**TASK TO COMPLETE:** Reproduce the material that follows, please, but only from its first line to the line containing "vertical crack in rock", inclusive.

───── INPUT

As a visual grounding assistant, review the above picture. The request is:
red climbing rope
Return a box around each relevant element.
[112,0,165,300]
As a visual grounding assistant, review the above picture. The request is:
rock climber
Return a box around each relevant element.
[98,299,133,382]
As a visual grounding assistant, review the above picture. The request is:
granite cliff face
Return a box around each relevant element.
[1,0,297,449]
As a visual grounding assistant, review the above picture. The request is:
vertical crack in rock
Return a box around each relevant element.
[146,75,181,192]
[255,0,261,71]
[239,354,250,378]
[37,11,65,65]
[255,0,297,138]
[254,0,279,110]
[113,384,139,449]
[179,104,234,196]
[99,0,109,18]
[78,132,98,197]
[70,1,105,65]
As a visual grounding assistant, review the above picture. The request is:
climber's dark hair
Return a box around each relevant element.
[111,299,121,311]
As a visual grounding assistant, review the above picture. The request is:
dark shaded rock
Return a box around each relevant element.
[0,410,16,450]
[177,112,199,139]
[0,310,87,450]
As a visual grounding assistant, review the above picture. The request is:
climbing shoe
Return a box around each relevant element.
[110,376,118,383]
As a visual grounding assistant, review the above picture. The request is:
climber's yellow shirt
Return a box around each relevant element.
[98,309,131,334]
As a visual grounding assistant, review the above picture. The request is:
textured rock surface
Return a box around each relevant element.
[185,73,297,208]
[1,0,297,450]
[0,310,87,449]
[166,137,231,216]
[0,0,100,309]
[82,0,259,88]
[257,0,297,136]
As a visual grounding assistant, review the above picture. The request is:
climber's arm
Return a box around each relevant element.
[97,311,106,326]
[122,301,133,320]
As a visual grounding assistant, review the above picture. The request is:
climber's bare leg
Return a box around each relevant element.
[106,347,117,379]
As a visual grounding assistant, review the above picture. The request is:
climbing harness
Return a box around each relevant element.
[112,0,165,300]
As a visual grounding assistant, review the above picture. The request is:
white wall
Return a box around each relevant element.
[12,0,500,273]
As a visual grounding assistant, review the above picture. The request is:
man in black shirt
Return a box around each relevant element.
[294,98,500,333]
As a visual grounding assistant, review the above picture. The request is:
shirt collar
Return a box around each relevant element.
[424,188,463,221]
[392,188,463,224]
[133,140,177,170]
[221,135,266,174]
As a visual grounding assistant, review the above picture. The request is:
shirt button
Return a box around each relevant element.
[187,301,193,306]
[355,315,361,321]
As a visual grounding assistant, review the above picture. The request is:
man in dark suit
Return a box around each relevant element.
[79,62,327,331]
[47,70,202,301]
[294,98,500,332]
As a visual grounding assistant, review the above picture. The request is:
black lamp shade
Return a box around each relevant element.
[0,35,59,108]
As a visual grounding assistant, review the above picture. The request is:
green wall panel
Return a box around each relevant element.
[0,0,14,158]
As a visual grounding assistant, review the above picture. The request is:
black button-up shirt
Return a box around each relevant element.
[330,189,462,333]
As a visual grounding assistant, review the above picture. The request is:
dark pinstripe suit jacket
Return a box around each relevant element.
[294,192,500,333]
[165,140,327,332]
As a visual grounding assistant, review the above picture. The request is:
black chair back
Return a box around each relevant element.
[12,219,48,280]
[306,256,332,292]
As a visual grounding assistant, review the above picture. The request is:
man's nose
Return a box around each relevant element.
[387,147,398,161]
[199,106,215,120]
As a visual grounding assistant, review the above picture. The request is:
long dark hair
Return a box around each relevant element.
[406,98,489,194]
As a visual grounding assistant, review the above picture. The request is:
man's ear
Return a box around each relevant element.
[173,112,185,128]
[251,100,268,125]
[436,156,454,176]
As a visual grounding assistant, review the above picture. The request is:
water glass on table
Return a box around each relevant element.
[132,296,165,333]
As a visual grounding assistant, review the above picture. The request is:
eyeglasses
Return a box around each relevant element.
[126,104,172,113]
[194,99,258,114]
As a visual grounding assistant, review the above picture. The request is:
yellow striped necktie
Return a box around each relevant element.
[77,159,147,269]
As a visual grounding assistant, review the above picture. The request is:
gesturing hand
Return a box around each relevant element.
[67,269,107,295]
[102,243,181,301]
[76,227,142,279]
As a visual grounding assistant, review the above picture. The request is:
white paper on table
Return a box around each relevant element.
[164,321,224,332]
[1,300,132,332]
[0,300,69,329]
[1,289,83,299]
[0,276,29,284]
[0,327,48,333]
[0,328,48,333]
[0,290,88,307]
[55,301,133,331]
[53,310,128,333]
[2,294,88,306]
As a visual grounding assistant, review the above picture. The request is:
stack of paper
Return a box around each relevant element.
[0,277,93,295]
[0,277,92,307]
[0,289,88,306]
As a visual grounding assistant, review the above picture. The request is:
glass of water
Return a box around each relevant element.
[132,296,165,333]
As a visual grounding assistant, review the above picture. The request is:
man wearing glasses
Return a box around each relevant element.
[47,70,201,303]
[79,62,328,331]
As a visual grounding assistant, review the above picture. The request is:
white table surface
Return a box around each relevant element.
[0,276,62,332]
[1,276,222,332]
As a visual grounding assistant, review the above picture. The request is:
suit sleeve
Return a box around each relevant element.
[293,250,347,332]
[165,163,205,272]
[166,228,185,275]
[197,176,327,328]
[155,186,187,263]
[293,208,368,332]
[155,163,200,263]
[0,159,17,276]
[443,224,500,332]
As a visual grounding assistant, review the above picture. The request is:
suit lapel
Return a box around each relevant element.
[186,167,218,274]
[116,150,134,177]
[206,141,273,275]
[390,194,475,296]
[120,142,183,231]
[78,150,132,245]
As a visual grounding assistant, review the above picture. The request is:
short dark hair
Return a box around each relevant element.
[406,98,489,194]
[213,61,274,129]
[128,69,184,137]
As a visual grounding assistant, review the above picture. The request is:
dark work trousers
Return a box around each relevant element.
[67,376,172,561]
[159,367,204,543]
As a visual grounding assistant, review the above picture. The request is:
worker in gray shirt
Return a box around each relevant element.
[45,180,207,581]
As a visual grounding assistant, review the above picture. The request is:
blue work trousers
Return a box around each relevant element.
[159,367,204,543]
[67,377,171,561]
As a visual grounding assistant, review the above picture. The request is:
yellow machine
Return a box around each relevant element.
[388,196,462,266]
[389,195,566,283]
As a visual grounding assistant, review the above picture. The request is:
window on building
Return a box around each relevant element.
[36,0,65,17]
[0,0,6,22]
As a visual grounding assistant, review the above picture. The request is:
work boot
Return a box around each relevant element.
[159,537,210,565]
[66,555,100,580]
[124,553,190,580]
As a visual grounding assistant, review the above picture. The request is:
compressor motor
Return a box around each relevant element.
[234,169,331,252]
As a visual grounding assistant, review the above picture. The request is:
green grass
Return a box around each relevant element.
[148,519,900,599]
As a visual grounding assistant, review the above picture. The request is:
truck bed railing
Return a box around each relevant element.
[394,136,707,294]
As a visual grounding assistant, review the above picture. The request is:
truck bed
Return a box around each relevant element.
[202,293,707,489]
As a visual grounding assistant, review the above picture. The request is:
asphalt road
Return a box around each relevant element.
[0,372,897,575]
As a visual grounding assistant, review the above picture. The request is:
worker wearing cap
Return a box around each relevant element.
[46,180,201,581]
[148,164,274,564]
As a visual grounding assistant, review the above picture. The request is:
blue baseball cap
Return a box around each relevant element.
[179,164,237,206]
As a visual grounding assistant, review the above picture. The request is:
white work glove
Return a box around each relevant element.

──────────

**EXERCISE RESPONSE:**
As a visual grounding assistant, review the above picture. The request is:
red climbing rope
Return a box around each relevant element.
[112,0,165,300]
As a visual grounding assistant, review the above picture. The request is:
rock climber
Return a box around each relevant element.
[98,299,133,382]
As a visual grounding assistant, review the above picture. The request is:
granite cliff face
Return a box around each relevant element.
[1,0,297,449]
As a visual grounding assistant, review the above picture. The request is:
vertical crack in rock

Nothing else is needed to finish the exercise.